-- Your task --
Rewrite the rows between the line containing "Within the video frame shown above, where has the red pawn" and the line containing "top-left (496, 457), bottom-right (784, 641)", inclusive, replacing "glossy" with "shiny" and leaving everything else unchanged.

#### Task inputs

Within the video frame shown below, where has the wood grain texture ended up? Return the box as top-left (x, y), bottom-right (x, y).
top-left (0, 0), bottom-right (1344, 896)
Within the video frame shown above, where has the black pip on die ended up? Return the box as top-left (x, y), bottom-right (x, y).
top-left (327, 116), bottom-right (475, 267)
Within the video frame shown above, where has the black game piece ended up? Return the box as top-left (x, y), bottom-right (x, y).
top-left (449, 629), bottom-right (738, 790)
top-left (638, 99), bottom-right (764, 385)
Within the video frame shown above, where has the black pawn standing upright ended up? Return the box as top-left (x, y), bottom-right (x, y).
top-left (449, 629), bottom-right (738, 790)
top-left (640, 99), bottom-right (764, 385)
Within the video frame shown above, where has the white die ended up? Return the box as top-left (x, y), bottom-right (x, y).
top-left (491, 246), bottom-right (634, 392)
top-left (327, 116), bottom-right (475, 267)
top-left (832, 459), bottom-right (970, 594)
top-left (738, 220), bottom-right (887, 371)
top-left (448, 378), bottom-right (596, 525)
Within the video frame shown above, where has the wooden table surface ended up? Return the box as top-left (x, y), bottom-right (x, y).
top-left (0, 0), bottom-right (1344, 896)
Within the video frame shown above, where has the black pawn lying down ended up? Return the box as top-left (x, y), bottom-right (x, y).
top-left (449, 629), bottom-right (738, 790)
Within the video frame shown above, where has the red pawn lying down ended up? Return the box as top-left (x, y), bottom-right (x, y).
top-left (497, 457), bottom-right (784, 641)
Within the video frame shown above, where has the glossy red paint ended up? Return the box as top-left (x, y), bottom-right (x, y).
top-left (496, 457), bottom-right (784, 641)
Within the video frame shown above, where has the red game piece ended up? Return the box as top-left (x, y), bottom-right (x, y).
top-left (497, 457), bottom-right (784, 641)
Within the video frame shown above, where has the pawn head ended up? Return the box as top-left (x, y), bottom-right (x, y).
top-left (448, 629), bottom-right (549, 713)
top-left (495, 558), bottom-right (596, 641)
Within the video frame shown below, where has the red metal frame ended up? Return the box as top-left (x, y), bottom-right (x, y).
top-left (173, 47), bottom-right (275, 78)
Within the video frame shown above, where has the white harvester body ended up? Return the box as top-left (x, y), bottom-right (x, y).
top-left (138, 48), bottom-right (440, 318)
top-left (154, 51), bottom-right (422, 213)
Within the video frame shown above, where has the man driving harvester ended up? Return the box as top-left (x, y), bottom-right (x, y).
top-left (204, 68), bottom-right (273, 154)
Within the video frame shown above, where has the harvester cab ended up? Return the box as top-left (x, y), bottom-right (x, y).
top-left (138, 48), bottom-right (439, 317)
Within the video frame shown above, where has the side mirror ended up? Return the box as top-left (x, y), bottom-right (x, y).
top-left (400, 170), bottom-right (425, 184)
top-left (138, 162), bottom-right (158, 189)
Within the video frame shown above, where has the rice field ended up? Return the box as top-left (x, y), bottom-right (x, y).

########

-- Output of the task --
Within the video frame shown above, where has the red pawn lying down ended up? Return the box as top-left (x, y), bottom-right (x, y).
top-left (497, 457), bottom-right (784, 641)
Within the video frame shown above, where has the shiny red paint ended up? Return the box as top-left (x, y), bottom-right (x, y).
top-left (496, 457), bottom-right (784, 641)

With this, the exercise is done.